**TASK:**
Only the run of lines from the one containing "Return one point for each instance of the ash mound." through the last line should be returned, exactly as written.

**DATA PROVIDED:**

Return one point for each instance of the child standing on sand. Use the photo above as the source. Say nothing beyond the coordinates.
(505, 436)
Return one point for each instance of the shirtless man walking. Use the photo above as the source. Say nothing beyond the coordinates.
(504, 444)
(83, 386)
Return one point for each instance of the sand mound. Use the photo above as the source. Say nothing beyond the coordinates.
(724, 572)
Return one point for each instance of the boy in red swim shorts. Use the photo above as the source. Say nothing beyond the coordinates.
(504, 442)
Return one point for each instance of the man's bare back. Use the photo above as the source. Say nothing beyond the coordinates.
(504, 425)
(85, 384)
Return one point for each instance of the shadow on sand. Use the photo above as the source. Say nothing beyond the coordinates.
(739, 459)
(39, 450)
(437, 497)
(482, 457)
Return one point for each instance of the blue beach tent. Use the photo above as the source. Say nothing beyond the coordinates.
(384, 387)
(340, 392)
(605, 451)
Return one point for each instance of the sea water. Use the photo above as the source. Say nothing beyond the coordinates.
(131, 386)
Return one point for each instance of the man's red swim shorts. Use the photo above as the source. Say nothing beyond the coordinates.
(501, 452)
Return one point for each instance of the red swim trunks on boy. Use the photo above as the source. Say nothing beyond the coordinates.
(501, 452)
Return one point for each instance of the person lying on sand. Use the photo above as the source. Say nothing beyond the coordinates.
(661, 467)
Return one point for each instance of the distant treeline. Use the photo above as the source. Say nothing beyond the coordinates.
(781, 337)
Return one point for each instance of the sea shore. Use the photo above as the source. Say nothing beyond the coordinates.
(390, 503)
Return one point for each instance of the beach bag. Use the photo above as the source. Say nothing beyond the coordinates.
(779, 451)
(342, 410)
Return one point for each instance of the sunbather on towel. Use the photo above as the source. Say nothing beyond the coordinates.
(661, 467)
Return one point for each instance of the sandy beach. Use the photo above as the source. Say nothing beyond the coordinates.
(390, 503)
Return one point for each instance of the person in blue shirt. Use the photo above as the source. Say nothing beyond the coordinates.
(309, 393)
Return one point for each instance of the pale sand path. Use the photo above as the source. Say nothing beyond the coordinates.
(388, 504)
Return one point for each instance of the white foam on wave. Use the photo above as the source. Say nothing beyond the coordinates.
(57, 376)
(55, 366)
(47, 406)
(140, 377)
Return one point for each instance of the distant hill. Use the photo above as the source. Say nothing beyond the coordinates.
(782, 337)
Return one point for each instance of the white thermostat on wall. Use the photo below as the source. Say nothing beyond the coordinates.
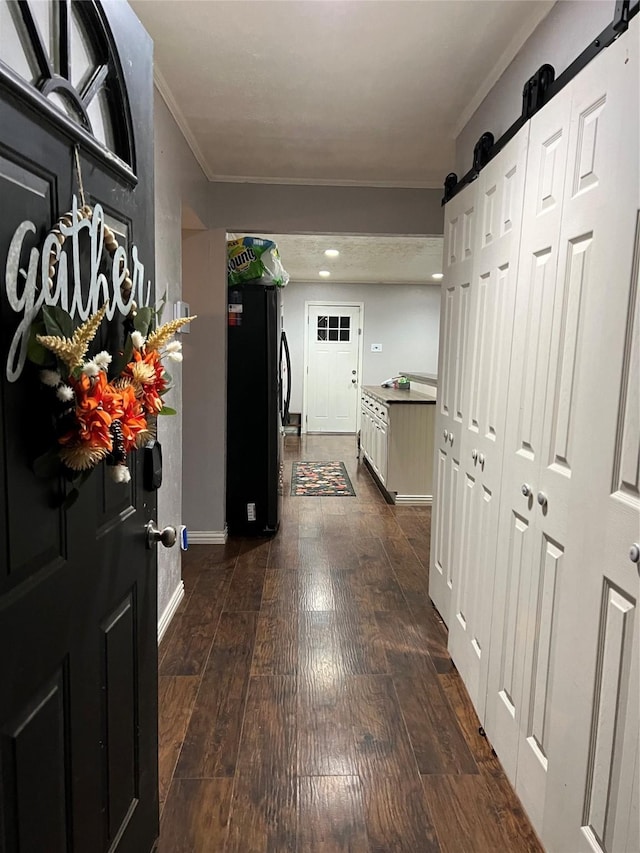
(180, 310)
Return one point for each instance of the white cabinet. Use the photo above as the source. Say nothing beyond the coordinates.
(396, 439)
(538, 498)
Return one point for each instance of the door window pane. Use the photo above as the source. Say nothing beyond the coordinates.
(15, 45)
(69, 65)
(338, 328)
(46, 17)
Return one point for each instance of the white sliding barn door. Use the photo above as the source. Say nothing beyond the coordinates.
(459, 250)
(532, 542)
(500, 201)
(592, 796)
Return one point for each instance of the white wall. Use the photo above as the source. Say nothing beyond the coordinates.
(568, 28)
(404, 318)
(177, 178)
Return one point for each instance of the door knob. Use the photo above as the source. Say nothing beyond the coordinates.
(167, 536)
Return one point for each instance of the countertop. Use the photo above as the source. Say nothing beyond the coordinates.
(425, 378)
(389, 396)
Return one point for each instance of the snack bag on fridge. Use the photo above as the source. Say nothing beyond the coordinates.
(254, 259)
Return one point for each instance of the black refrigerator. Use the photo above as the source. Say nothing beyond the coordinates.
(258, 393)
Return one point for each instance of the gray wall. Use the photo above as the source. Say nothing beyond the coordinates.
(177, 177)
(404, 318)
(282, 209)
(204, 265)
(558, 39)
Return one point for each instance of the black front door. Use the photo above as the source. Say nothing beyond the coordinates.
(78, 622)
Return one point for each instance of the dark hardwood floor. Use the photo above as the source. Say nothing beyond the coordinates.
(307, 700)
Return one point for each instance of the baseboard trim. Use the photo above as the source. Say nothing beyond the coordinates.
(170, 609)
(207, 537)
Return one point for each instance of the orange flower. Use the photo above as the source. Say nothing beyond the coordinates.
(148, 375)
(133, 420)
(97, 405)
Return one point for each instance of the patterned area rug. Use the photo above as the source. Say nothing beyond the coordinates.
(325, 479)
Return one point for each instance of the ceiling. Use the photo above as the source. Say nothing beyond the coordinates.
(343, 92)
(369, 260)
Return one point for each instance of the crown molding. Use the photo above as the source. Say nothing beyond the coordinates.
(172, 105)
(329, 182)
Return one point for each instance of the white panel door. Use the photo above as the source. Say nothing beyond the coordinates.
(332, 383)
(459, 248)
(592, 796)
(531, 545)
(493, 287)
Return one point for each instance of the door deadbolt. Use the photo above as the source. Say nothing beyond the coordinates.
(166, 537)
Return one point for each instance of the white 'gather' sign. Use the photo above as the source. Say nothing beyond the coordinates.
(27, 299)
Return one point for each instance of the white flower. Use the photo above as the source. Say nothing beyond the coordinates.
(120, 473)
(138, 339)
(64, 393)
(103, 359)
(90, 368)
(51, 378)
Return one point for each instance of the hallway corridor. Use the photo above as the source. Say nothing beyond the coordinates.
(307, 700)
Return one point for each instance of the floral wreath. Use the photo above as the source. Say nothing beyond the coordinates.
(104, 406)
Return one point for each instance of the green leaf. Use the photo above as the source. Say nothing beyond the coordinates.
(161, 306)
(121, 360)
(142, 320)
(57, 321)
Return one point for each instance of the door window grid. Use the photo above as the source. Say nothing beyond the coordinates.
(54, 46)
(333, 328)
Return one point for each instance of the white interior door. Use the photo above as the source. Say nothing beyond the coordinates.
(531, 545)
(493, 289)
(459, 250)
(332, 379)
(592, 796)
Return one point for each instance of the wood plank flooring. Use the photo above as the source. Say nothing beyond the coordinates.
(307, 700)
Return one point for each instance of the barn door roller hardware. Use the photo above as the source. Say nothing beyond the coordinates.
(537, 92)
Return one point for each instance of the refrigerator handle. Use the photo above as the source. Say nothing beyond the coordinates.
(285, 346)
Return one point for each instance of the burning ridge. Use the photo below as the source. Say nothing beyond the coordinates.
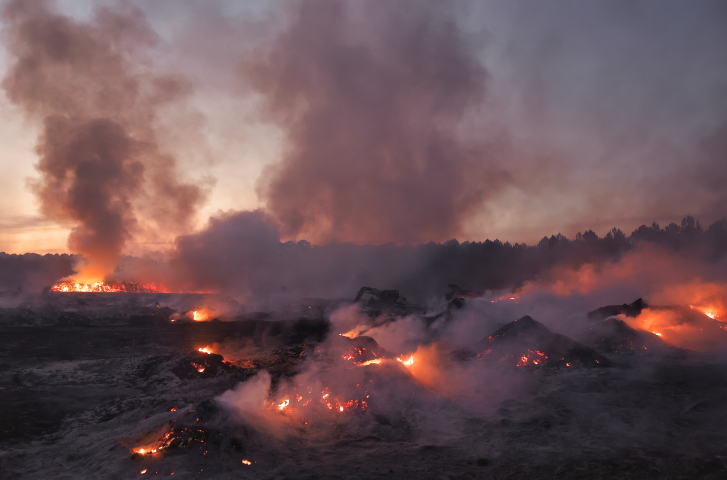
(613, 335)
(528, 342)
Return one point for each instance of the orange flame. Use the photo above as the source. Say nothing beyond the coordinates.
(407, 363)
(375, 361)
(101, 287)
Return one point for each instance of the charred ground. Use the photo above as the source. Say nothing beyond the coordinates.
(85, 379)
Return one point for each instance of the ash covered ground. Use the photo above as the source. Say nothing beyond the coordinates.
(453, 389)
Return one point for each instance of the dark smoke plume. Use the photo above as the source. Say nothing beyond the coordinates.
(241, 253)
(371, 95)
(97, 97)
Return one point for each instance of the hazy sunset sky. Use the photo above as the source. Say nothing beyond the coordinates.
(402, 121)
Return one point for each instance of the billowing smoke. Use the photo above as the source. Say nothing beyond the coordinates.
(241, 253)
(371, 96)
(91, 86)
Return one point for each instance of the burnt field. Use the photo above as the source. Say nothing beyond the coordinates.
(87, 381)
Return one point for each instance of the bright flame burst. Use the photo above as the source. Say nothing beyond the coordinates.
(101, 287)
(375, 361)
(407, 363)
(708, 311)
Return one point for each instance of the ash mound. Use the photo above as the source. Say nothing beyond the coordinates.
(526, 342)
(629, 309)
(200, 364)
(616, 336)
(359, 350)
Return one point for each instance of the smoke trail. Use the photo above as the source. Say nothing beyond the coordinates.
(97, 97)
(371, 96)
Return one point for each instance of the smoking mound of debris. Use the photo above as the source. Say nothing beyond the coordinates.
(116, 385)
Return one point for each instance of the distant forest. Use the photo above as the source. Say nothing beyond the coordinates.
(229, 261)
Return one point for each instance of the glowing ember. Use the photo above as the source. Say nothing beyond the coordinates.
(407, 363)
(375, 361)
(96, 287)
(533, 356)
(708, 311)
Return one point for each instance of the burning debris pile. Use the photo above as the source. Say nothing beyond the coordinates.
(615, 336)
(526, 342)
(112, 287)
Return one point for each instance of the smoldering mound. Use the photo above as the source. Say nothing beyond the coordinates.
(66, 396)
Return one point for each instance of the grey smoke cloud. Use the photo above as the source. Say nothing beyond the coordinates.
(370, 96)
(91, 86)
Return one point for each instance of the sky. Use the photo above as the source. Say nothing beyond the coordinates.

**CORRECT ANSWER:**
Return one point for each instance of the ash mound. Use the photo above as the source. Say nothing beyond the coordinates.
(526, 342)
(629, 309)
(200, 364)
(616, 336)
(359, 350)
Return one point for each instance of the smoke trail. Use the photo above as the source. Say nothing beyond the coordinates.
(97, 97)
(371, 96)
Return one point for each instance of the smoking mound of debris. Use the photo above as the source. Say nothing beyond the coordinates.
(116, 385)
Return one point for each instance of the distant forest. Use the photo above as the source. Say nothing beyond the coordinates.
(229, 261)
Return one point for each instance of the glowing ember. Use the photo above as the source. Say nothing beyond the coordinates.
(407, 363)
(375, 361)
(96, 287)
(533, 356)
(708, 311)
Return one point for each instance of the burning debris pile. Use the photo above as the source. Say nothing beyond the coordinates.
(615, 336)
(526, 342)
(112, 287)
Return one point for each instance of the smoldering mound. Use the photo above as the source. Say nothing beyond the coordinates.
(66, 396)
Return one point for each instance of the grey smoke cloud. Use the photo above as the source. Say nothing beyond the coordinates.
(370, 96)
(91, 86)
Return one point for each instance of the sky. Use the photo above as the source. Say nothing beyond the coordinates.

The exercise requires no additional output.